(Referring expression pointing data)

-- -- --

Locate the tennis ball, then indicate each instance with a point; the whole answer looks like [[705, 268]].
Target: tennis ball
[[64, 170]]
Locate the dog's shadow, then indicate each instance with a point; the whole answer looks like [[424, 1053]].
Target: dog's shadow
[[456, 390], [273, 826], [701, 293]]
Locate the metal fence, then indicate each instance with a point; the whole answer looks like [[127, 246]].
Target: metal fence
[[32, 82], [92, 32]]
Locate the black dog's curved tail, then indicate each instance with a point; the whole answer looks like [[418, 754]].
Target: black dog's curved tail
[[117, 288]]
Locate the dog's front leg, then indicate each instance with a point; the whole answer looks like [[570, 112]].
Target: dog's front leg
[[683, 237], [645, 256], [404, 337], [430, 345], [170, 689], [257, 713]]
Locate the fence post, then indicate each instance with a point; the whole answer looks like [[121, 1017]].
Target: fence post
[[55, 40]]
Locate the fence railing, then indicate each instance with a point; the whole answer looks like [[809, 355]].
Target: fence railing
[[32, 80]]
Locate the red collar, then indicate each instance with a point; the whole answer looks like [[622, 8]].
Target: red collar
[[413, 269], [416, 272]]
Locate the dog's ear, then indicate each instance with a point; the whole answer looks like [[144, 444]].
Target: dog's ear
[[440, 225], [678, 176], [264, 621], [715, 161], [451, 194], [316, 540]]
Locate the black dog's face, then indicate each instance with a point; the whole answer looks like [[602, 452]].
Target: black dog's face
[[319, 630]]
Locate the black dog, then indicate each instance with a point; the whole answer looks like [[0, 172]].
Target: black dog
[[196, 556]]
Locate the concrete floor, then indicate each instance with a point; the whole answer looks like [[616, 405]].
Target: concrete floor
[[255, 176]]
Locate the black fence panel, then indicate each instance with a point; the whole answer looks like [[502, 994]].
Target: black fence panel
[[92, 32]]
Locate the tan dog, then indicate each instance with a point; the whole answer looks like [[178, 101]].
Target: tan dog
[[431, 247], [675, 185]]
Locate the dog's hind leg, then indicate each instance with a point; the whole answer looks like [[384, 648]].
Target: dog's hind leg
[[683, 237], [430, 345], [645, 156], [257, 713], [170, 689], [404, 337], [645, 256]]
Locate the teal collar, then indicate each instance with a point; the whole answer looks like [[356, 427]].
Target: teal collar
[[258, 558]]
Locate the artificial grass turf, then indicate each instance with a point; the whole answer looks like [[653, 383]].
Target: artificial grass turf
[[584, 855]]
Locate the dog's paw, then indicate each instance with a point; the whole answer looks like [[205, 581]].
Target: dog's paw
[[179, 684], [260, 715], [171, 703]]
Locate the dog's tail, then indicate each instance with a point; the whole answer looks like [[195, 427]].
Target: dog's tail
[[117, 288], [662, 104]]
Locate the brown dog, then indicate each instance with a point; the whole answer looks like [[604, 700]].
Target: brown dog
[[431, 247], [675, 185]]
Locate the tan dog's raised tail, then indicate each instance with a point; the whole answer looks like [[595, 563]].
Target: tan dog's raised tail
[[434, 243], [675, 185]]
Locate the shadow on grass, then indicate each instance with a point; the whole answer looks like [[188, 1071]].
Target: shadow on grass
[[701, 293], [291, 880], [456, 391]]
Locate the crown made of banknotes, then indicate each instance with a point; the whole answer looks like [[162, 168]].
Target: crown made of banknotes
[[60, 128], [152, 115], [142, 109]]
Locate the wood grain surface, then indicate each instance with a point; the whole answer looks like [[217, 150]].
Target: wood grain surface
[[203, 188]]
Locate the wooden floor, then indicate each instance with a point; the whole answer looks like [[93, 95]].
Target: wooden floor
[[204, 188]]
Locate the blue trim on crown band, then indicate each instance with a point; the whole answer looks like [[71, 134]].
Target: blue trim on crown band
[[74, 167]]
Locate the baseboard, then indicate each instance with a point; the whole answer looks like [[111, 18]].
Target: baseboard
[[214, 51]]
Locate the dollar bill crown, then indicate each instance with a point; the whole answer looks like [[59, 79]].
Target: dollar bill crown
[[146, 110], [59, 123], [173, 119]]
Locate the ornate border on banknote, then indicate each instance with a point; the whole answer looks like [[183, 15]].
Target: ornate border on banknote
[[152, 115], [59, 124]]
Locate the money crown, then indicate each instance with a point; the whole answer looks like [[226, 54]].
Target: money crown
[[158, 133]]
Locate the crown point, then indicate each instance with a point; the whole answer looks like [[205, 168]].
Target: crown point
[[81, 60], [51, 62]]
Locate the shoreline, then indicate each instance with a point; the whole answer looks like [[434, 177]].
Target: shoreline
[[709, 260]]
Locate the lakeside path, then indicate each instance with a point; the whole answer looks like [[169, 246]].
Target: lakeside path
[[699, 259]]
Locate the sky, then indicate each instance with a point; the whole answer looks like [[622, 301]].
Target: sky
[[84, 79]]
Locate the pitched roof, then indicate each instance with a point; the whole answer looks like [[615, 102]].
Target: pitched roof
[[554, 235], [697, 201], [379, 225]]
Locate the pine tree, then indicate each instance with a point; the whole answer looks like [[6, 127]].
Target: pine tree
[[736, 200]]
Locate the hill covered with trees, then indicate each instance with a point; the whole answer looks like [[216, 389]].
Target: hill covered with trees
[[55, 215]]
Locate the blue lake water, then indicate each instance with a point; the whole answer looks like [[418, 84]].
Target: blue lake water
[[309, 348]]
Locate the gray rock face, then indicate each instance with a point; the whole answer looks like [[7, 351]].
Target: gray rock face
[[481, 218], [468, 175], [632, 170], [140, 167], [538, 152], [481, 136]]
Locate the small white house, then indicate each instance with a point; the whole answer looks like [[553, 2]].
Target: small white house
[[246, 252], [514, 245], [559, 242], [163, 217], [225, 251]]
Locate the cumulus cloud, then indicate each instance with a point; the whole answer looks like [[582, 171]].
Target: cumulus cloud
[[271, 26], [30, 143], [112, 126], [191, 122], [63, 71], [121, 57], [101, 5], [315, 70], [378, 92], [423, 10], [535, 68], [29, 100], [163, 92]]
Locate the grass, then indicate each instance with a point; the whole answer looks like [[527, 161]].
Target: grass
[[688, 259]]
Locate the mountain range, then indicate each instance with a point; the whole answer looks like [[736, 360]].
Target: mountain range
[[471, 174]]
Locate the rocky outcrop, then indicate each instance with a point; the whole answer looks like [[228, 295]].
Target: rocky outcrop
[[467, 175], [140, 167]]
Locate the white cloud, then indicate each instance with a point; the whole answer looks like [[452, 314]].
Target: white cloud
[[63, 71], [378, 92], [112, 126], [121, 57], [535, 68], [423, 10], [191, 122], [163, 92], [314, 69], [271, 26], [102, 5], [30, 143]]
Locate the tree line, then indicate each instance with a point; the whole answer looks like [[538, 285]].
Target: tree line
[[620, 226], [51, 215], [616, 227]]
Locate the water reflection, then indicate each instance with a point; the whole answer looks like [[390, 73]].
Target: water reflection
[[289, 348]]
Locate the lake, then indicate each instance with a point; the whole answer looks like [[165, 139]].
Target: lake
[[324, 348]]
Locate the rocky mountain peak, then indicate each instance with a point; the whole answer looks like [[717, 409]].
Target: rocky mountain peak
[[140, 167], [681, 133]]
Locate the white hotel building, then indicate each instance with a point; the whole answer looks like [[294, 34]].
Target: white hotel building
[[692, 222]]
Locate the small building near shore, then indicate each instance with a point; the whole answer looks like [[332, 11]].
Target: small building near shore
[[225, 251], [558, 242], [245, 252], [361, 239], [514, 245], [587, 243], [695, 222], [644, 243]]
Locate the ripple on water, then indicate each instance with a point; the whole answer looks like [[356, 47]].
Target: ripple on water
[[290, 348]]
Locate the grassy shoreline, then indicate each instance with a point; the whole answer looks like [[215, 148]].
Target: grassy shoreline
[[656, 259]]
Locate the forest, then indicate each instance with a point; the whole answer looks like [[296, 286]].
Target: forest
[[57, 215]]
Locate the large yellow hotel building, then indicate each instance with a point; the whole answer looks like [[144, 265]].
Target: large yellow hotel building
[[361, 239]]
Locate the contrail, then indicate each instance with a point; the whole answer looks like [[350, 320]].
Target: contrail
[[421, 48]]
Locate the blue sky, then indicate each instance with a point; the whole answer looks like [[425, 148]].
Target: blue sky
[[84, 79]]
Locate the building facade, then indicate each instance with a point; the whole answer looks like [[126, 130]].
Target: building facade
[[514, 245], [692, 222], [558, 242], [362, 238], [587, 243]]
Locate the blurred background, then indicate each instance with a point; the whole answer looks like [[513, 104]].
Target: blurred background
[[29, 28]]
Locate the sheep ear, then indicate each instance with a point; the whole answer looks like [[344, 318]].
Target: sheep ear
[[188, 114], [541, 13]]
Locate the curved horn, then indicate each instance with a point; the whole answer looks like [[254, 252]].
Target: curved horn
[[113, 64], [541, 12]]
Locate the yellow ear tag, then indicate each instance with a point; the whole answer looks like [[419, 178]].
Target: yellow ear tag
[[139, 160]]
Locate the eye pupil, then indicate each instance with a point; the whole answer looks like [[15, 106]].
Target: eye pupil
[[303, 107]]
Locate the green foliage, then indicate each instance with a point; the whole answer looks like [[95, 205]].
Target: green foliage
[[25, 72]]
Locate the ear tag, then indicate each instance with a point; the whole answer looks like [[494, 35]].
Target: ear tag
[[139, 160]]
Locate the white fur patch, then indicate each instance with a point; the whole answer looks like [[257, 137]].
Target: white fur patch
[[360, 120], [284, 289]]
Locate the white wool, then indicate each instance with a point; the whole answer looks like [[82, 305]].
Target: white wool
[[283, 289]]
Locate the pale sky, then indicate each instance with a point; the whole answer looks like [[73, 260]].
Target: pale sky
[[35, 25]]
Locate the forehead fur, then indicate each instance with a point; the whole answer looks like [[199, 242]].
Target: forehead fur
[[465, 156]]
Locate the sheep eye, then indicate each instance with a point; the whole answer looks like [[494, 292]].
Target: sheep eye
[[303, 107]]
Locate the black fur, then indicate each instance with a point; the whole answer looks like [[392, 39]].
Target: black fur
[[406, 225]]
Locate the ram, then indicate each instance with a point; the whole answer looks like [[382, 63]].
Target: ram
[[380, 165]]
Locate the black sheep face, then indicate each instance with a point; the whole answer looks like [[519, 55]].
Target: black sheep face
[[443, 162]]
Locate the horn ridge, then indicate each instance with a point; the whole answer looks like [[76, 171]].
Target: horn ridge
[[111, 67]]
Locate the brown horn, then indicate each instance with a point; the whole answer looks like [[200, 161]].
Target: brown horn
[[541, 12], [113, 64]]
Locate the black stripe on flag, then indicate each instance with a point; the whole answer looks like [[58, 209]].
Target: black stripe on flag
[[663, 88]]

-- -- --

For this exercise, output exactly the lines above from the line with "Locate the ornate" to the line with "Locate the sky, then", counting both, and leave out the rest.

Locate the ornate border on banknote, then indicate each instance with a point; the whole answer looks like [[183, 15]].
Target: ornate border on banknote
[[152, 115], [59, 124]]
Locate the money crown, then indicate each instance with a point; the whole answer looks like [[226, 54]].
Target: money crown
[[158, 133]]
Locate the crown point, then indicate each instance with a point; the whole answer looks like [[205, 168]].
Target: crown point
[[81, 60], [51, 62]]
Locate the shoreline, then indicate each instance with a point; the whole answer looks like [[434, 177]].
Target: shoreline
[[709, 260]]
Locate the lakeside path, then indicate each instance with a point; the whole answer looks like [[169, 246]].
Target: lakeside path
[[699, 259]]
Locate the sky, then indicate each instance with a point; the whole answer looks like [[622, 301]].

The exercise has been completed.